Тогда же была достигнута договоренность о том, что в будущем ЕАК наладит регулярную пересылку в США аналогичной информации для публикации, главным образом в просоветских изданиях Гольдберга «Дер тог» («День») и «Эйникайт».

В те годы, конечно, ни Лозовский, ни руководители ЕАК не предполагали, что через несколько лет вся эта безобидная литература будет квалифицироваться в МГБ как «националистическая», содержащая «секретные сведения» и превратится в вещественное доказательство их «преступной шпионской деятельности».

Само собой понятно, что в Советском Союзе Гольдберг с первого до последнего дня находился в фокусе пристального внимания советских спецслужб, концентрировавших материалы оперативного наблюдения за ним в специальном досье, озаглавленном впоследствии делом «о пребывании в Москве американского шпиона Гольдберга (он же — Бенджамин Вейф)». Они же не преминули воспользоваться и услугами своего негласного информатора Фефера, дирижировавшего многочисленными встречами, беседами, банкетами, предусмотренными московской программой визита, и сопровождавшего Гольдберга в поездке по стране.

Используя собственные данные, а также отчеты Фефера, МГБ потом доложило Сталину: «Руководство Еврейского антифашистского комитета предоставило возможность Гольдбергу иметь встречи с еврейскими националистами и клерикалами в Москве, Ленинграде, Риге, Вильнюсе, Минске, Киеве. По агентурным данным известно, что Гольдберг посещал посольство США в Москве и информировал Фефера о характере своих встреч с сотрудниками американского посольства. В частности, Гольдберг имел встречи с послом Смитом, установленными разведчиками Дэвисом и Томпсоном, которые интересовались у него разведывательными данными за время поездки по Советскому Союзу»[92].

Не дремали и армейские спецслужбы, которые, конкурируя с Лубянкой, действовали довольно топорно. Для установления контакта с американским визитером ими отряжена некая М. В. Гордиенко — дама не первой молодости, но слишком уверенная в себе, которой была поручена роль провокатора. Во время поездки Гольдберга по Западной Украине, одновременно ему удалось побывать в Закарпатье и в аэропорту г. Мукачево, была организована его якобы случайная встреча с этой советской Матой Хари. Решительно подойдя к американцу и лично представившись ему, она при этом заметила возмутившемуся такой бесцеремонностью Феферу: «…Вы делаете свое дело, а я — свое». Уже через несколько часов после столь странного знакомства Гордиенко без экивоков заявила Гольдбергу в гостиничном номере, что связана с армейской разведкой, и предложила ему сотрудничать с ней. Позже, когда «органы» сфабрикуют «дело ЕАК», Гордиенко даст показания о шпионской деятельности Гольдберга, от которого якобы получала различные задания разведывательного характера и с которым находилась в интимной связи.

**Задания**
A: В каком городе находился аэропорт, где, согласно тексту о визите Гольдберга в СССР, была устроена его встреча с Гордиенко?
B: Продолжите текст о визите Гольдберга в СССР, начав сразу после его последнего предложения.

**Собранные данные**

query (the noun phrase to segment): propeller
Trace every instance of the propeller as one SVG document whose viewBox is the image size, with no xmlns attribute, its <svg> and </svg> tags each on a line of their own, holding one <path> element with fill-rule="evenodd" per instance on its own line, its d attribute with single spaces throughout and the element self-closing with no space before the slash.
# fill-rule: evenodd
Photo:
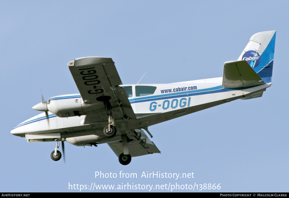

**Ответы**
A: Мукачево.

B:
Накануне отбытия из России, в июне 1946 г., Гольдберг попытался убедить Лозовского в необходимости расширения международных связей ЕАК, ссылаясь на «всю ценность занимаемых евреями стратегических позиций в сфере общественного мнения во всем мире…». Примерно о том же самом беседовал Гольдберг и с Михоэлсом, когда перед отъездом побывал у него дома в гостях.

После посещения Советского Союза, ознакомившись с жизнью евреев страны, их проблемами и надеждами, Гольдберг отправился в Палестину с целью договориться там с леволиберальной еврейской общественностью о содействии в формировании на базе ЕАК в СССР и антифашистских еврейских организаций в других странах просоветского движения. В ответ от СССР ожидалась поддержка борьбы евреев за образование собственного государства в Палестине. Гольдберг даже начал подготовку к созыву соответствующей[93] международной учредительной конференции, поставив об этом вопрос на сионистском конгрессе в Базеле в декабре 1946 г. Однако в ЦК ВКП(б) на проект создания международной ассоциации еврейских антифашистских организаций отреагировали негативно.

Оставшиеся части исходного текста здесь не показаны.